==== Material supplied ====
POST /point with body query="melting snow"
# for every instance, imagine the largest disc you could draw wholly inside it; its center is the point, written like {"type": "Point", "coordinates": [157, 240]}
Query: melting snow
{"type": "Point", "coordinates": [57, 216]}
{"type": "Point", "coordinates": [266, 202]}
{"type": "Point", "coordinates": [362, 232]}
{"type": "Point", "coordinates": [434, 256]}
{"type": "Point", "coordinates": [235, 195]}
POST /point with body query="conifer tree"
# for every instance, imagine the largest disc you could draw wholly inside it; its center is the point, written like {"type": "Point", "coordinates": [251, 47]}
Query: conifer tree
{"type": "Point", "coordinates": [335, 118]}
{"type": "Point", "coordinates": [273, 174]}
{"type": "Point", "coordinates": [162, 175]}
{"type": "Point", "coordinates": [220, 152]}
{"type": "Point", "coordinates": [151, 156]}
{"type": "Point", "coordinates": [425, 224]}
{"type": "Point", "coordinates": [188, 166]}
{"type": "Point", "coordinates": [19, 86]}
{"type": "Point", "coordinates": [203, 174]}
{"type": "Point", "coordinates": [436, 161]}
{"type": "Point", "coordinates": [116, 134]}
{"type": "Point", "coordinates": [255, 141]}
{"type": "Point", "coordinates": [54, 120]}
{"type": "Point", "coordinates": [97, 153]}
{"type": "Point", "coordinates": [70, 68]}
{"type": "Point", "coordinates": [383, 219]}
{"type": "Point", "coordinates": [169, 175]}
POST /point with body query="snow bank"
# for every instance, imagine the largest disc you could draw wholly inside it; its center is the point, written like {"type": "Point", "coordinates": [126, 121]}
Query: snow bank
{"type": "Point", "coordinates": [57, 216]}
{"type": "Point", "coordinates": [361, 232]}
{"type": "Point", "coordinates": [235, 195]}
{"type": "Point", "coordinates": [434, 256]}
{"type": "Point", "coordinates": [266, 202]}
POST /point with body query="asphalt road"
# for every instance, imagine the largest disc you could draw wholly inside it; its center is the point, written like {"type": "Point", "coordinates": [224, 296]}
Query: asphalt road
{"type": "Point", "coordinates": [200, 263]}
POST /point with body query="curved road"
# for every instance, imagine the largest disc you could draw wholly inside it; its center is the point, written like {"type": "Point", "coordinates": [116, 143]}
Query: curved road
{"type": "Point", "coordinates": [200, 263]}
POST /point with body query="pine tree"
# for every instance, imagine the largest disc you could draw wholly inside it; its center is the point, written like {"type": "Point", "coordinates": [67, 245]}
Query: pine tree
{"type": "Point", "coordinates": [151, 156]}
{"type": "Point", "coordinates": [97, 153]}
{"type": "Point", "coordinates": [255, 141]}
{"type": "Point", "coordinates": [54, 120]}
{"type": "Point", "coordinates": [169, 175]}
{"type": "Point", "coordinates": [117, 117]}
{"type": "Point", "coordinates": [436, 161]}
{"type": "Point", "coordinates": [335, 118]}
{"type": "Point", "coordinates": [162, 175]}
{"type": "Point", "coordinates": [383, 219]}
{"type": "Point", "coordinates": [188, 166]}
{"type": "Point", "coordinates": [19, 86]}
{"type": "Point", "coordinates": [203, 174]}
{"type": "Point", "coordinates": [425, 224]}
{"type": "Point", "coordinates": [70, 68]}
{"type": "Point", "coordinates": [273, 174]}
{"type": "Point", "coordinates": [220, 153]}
====
* **Exercise directions**: Whenever the word "with" shows up in a line of the entries above, copy that line.

* **Response box**:
POST /point with body query="melting snow"
POST /point with body query="conifer tree"
POST /point with body query="snow bank"
POST /point with body query="asphalt road"
POST /point with body query="curved road"
POST /point with body query="pine tree"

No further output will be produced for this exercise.